** BEGIN DOCUMENT SEGMENT **

Ángel Gaud González is one of the longest serving professors at the  University of Puerto Rico at Mayaguez. For more than 50 years as professor of Physics, Math and Science. Born in Mayagüez, Puerto Rico. He studied Mechanical engineering, M.S. (1968) University of Puerto Rico at Mayagüez and J.D. (1980)
Pontifical Catholic University of Puerto Rico. Has been a lecturer and visiting professor at several institutions of higher education as: Pontifical Catholic University of Puerto Rico [1999]. He is secretary of the Alumni Office of the University of Puerto Rico at Mayaguez[2011]. Multifaceted Leader in Sports, Music, Military, Arts and humanitarian.
Arts:
Musician Trumpet and Bass guitar . Orchestra Director Son D' Ki (Current), Chairman of Mayagüezano Song Festival, Homage to their Composers Inc., and Director of Art and Culture of Club de Oficinistas of Mayaguez, Inc. [2011].
Military:
State Guard, Lieutenant Colonel [Retired] Distinguished Veteran Awarded by the Senate of Puerto Rico on November 7, 2008. Signed by Kenneth McClintock Hernandez / President and Luis R. Ramos Gonzalez / Attorney. American Legion Commander Veteran of Mayagüez [2011].

** END DOCUMENT SEGMENT **
** BEGIN SUPPLIED INFORMATION **

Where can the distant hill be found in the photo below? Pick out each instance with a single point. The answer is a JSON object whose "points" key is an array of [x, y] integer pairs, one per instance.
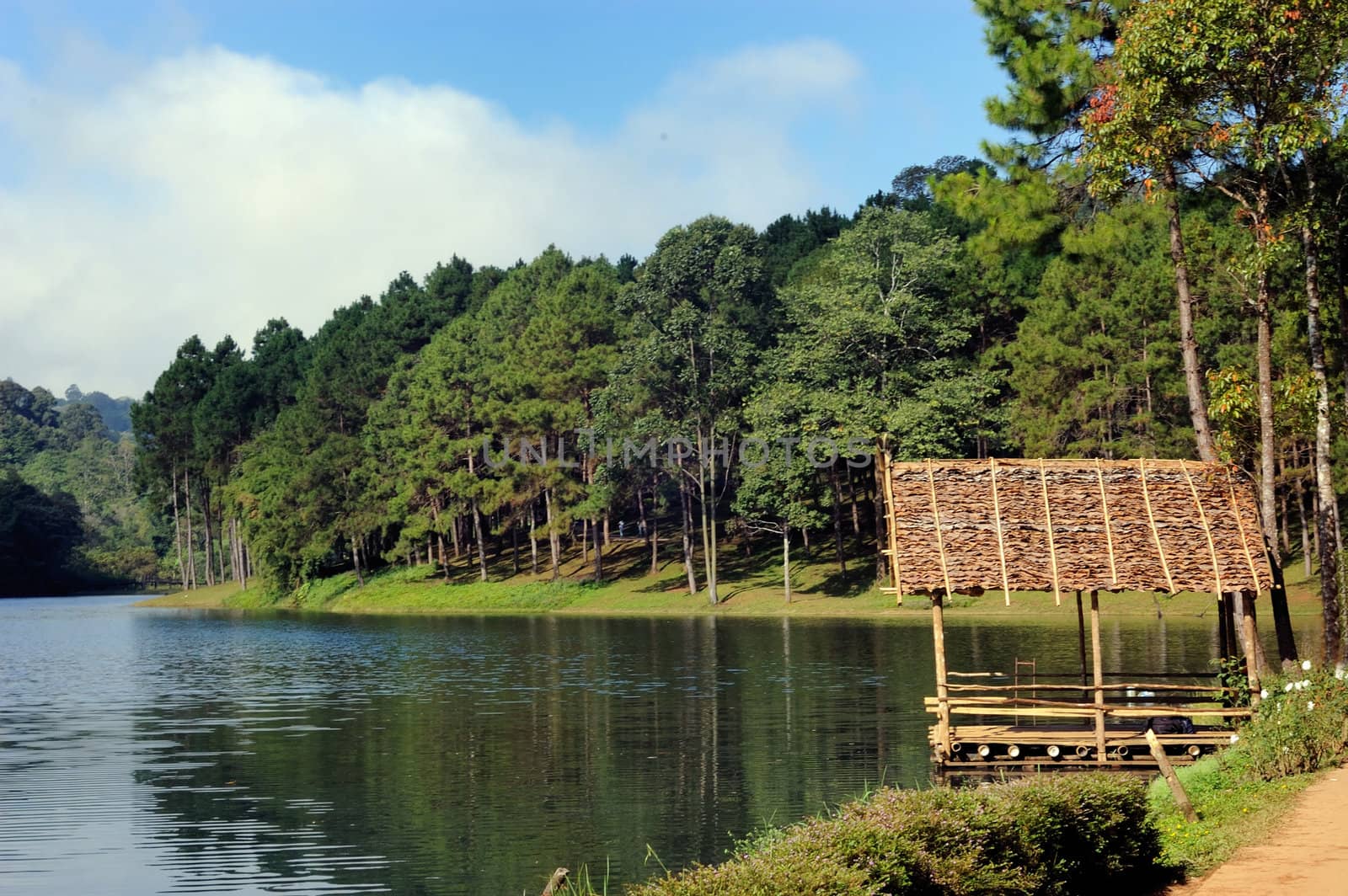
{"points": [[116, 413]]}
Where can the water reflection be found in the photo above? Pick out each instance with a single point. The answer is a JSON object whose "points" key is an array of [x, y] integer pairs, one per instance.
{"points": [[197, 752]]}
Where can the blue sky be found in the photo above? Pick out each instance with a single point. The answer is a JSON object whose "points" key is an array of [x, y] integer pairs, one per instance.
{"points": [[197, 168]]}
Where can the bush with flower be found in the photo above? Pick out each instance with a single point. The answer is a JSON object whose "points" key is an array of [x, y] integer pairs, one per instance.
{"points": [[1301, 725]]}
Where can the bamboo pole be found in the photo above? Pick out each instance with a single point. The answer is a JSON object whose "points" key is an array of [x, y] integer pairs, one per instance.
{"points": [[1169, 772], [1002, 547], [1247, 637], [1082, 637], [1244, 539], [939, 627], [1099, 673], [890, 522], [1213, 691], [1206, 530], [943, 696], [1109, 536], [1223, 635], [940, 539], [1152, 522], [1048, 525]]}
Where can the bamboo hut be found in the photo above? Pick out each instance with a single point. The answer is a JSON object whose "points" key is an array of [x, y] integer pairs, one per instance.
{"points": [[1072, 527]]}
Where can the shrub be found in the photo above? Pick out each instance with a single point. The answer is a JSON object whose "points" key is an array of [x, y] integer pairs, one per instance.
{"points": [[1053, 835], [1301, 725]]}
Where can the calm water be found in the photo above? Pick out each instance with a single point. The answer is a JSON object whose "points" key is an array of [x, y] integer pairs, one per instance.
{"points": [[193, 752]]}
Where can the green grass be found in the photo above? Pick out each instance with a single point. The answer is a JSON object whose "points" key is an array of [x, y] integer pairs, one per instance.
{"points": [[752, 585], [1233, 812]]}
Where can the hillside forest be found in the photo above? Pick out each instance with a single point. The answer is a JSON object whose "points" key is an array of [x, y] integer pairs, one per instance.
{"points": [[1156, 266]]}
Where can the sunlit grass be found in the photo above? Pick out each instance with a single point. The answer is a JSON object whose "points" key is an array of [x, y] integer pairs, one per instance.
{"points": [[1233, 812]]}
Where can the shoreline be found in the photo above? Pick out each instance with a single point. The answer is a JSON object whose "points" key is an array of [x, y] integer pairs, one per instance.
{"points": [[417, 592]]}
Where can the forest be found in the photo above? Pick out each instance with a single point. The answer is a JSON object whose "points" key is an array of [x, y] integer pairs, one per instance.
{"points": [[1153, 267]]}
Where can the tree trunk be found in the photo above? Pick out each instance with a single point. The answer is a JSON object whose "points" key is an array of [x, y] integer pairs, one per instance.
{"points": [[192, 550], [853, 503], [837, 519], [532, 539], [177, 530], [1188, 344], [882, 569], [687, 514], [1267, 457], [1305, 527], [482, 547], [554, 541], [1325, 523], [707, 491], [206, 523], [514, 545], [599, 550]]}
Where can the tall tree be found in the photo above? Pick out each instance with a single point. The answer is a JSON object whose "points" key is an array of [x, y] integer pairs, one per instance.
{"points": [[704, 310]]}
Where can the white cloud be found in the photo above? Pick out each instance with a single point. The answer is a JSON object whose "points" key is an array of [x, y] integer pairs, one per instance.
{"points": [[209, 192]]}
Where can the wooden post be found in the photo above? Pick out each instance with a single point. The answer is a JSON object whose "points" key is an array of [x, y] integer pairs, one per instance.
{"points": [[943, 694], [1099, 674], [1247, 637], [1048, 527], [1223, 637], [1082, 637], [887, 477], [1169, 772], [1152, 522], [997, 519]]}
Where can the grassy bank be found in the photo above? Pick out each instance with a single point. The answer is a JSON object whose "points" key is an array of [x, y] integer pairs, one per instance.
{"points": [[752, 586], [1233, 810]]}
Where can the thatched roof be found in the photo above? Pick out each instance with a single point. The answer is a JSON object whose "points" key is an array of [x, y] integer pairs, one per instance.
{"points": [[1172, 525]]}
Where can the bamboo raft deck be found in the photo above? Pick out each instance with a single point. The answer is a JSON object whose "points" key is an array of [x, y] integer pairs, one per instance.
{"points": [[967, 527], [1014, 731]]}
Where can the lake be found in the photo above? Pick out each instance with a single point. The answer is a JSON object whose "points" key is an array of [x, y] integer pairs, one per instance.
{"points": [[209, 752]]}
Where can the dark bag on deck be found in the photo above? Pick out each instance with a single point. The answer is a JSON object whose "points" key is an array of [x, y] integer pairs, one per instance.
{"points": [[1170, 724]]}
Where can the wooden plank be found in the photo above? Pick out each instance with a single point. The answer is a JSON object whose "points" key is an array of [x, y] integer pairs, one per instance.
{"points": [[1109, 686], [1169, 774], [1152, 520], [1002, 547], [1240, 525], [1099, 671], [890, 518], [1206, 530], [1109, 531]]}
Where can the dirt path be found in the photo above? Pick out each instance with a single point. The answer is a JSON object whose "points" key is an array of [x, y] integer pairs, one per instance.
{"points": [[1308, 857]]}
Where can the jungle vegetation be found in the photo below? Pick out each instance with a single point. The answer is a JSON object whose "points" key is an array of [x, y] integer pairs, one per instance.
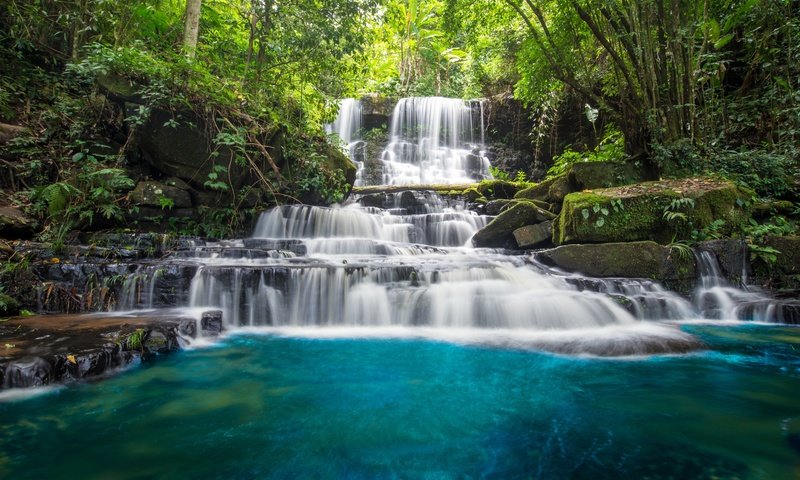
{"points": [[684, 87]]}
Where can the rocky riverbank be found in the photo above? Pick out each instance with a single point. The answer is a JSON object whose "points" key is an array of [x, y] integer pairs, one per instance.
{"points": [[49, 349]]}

** END SUPPLIED INFORMATION **

TASK LIST:
1) Translate the following sentence from the biographical text into Spanish: "Ángel Gaud González is one of the longest serving professors at the University of Puerto Rico at Mayaguez."
2) Answer the following questions using the biographical text:
(a) From which institution did he receive his J.D.?
(b) What rank did he hold in the State Guard?
(c) Which two instruments does he play?

SOLUTIONS:
1) Ángel Gaud González es uno de los profesores con más años de servicio en la Universidad de Puerto Rico en Mayagüez.

2)
(a) The Pontifical Catholic University of Puerto Rico.
(b) Lieutenant Colonel (retired).
(c) The trumpet and the bass guitar.